:: Short task ::
Starting at the line that contains "identify the handheld" and ending at the last line of the records, write those lines out again, requests included. Multiply every bounding-box coordinate in the answers by 0.45 and round to whole numbers, rounding halves up.
******************************
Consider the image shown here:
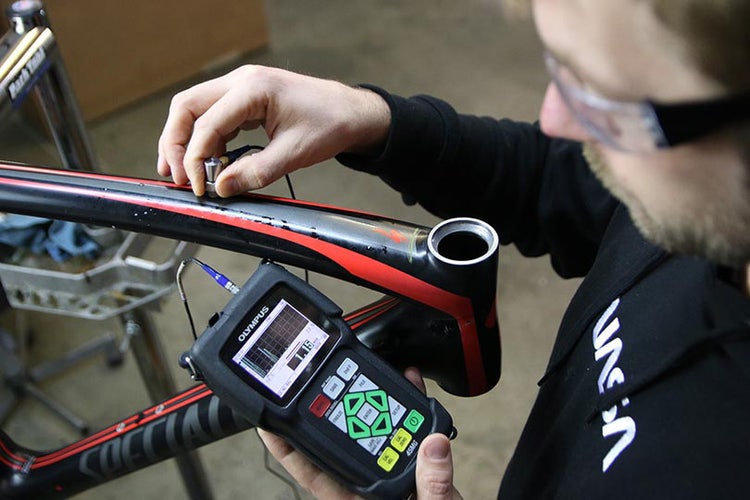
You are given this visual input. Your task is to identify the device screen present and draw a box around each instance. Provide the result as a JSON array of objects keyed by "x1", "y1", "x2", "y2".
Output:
[{"x1": 221, "y1": 286, "x2": 340, "y2": 405}]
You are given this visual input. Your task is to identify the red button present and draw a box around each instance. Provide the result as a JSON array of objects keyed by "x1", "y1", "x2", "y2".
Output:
[{"x1": 310, "y1": 394, "x2": 331, "y2": 418}]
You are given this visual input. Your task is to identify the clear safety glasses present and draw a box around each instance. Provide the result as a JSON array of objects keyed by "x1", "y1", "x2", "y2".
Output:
[{"x1": 544, "y1": 52, "x2": 750, "y2": 152}]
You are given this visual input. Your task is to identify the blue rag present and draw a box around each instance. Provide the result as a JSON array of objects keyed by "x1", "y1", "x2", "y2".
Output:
[{"x1": 0, "y1": 214, "x2": 101, "y2": 262}]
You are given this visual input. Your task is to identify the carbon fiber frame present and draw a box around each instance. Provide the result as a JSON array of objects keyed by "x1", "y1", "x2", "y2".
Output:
[{"x1": 0, "y1": 162, "x2": 500, "y2": 498}]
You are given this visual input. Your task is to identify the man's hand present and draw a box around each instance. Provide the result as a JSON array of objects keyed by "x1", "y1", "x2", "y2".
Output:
[
  {"x1": 157, "y1": 66, "x2": 390, "y2": 196},
  {"x1": 258, "y1": 368, "x2": 462, "y2": 500}
]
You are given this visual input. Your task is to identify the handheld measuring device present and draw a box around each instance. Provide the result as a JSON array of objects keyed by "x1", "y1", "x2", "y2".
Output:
[{"x1": 182, "y1": 262, "x2": 455, "y2": 498}]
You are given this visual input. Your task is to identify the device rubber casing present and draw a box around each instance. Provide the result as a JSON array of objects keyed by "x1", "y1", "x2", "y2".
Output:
[{"x1": 188, "y1": 262, "x2": 454, "y2": 498}]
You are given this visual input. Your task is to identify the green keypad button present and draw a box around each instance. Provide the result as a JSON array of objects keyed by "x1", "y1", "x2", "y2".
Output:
******************************
:: Complete answer ::
You are given this visual input. Your task is to identify the handheld measuring device present and draw a box around each instance. Provide the result as a JSON array of objects keyed by "x1", "y1", "x2", "y2".
Output:
[{"x1": 82, "y1": 118, "x2": 205, "y2": 224}]
You are given this visual input. Your task is to identify the device rubber casing present and draw a box around each instance. Provide the result as a JSON array of objects keyed by "x1", "y1", "x2", "y2".
Output:
[{"x1": 85, "y1": 118, "x2": 204, "y2": 224}]
You are given this visual input. Your task is to identify the green keypad button present and draw a box around each instance. Provide the result as a JSON array of objects keyed by "x1", "y1", "x2", "y2".
Output:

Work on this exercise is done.